▶ _TEXTE DE LA PAGE_:
Figure 2: La Maja desnuda, Francisco De Goya y de Lucientes, huile sur toile, 1797-1800, Madrid, Musée National du Prado.

Dans notre imaginaire collectif d’hispanistes, nous pensons aux deux œuvres entreprises par Goya entre 1797 et 1803. Elles ont été la source d’une polémique sulfureuse au début du XIXème siècle en Espagne. Cette dernière débute en 1815, moment où l’artiste est convoqué par le tribunal de l’Inquisition pour justifier ses deux représentations retrouvées dans le cabinet du ministre Godoy. Débute une enquête afin de comprendre qui est la fameuse figure féminine représentée dans les deux portraits.

Qui sont les Majas ?

Figure 3: La Maja vestida, Francisco De Goya y de Lucientes, huile sur toile, 1800-1803, Madrid, Musée national du Prado.
Figure 5: Détail du portrait de La duchesse d’Albe en noir. Source l’Observateur.
Figure 4: Source GIPHY

Première hypothèse:

Formulée vers 1815, elle est considérée comme un mythe dans l’histoire de la peinture espagnole. Serait-ce la duchesse d’Albe (muse de Goya) représentée sur ces toiles ?

« Quand elle passe, tous courent à la fenêtre, elle est encore splendide comme au soleil de sa jeunesse »

Fleuriau de Langle dans sa correspondance publiée en 1796 à publié en 1796 à Propos de la duchesse de alba.
Figure 6: Portrait de Pepita Tudó, Juan de Madrazo, huile sur toile, 1812, Madrid, Musée national du Prado

Deuxième hypothèse:

Cette dernière, émise bien des années plus tard, prétend que notre figure féminine serait l’actrice espagnole Pepita Tudó, maîtresse du ministre Manuel Godoy. Leur liaison est dévoilée au grand jour.

Rassurez-vous cher.e.s lecteur.ice.s, le mystère a été élucidé: il s’agit de Pepita Tudó représentée sur les deux compositions. Sans le savoir ce personnage féminin restera des décennies durant l’idéal de beauté incarné par la femme espagnole.

▶ _PROBLÈMES À RÉSOUDRE_:
(1) Répondez à ces questions sur le texte consacré aux Majas de Goya :
(a) En quelle année Goya est-il convoqué par le tribunal de l'Inquisition ?
(b) Où ses deux représentations ont-elles été retrouvées ?
(c) Selon la deuxième hypothèse, qui serait la figure féminine des deux toiles ?
(2) Résumez en deux phrases le texte consacré aux Majas de Goya.
(3) Reproduisez fidèlement le passage du texte sur les Majas de Goya, en partant de « Figure 4: Source » et en allant jusqu'à « duchesse de alba. ».

▶ _LISTE DES ITEMS_:
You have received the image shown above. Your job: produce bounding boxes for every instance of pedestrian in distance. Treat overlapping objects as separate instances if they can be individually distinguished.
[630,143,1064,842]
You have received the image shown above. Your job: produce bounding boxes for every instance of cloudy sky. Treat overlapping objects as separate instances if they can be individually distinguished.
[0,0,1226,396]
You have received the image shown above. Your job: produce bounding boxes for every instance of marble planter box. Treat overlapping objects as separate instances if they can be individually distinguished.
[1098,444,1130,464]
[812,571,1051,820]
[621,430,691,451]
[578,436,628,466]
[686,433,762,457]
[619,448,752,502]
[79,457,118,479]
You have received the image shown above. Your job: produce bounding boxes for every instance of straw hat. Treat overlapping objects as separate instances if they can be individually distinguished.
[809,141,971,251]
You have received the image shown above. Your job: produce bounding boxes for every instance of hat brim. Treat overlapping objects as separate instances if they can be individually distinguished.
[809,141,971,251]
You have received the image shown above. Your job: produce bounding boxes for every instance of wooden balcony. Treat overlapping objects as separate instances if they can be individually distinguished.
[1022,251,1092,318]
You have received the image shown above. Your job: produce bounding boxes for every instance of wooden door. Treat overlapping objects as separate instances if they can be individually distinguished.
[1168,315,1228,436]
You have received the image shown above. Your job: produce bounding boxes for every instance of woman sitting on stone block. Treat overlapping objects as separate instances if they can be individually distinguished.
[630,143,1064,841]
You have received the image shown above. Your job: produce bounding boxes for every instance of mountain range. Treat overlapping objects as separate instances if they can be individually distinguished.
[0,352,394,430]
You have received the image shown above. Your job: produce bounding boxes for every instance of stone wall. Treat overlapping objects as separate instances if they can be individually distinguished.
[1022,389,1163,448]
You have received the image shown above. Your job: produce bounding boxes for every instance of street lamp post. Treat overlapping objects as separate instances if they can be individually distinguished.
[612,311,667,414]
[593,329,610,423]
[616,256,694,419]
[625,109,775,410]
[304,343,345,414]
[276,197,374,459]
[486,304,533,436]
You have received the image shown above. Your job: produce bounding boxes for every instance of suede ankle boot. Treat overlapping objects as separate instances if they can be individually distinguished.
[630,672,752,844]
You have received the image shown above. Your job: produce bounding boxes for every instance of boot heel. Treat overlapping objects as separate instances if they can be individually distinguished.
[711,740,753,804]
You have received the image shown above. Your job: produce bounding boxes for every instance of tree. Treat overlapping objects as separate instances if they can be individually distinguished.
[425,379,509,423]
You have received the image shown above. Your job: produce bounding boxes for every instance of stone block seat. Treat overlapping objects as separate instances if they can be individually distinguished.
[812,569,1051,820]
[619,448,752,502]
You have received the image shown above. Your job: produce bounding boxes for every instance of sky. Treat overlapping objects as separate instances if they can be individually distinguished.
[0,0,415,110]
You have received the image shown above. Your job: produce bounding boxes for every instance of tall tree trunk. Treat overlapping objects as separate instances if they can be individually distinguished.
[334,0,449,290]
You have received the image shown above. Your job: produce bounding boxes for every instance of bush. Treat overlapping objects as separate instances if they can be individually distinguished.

▶ _LES RÉPONSES_:
(1)
(a) En 1815.
(b) Dans le cabinet du ministre Godoy.
(c) L'actrice espagnole Pepita Tudó, maîtresse du ministre Manuel Godoy.

(2) Les deux œuvres entreprises par Goya entre 1797 et 1803 ont déclenché une polémique en Espagne, et l'artiste a été convoqué en 1815 par l'Inquisition après leur découverte dans le cabinet du ministre Godoy. Une première hypothèse y voyait la duchesse d'Albe, mais le mystère a été élucidé : c'est l'actrice Pepita Tudó, maîtresse de Godoy, qui est représentée sur les deux compositions.

(3)
Figure 4: Source GIPHY

Première hypothèse:

Formulée vers 1815, elle est considérée comme un mythe dans l’histoire de la peinture espagnole. Serait-ce la duchesse d’Albe (muse de Goya) représentée sur ces toiles ?

« Quand elle passe, tous courent à la fenêtre, elle est encore splendide comme au soleil de sa jeunesse »

Fleuriau de Langle dans sa correspondance publiée en 1796 à publié en 1796 à Propos de la duchesse de alba.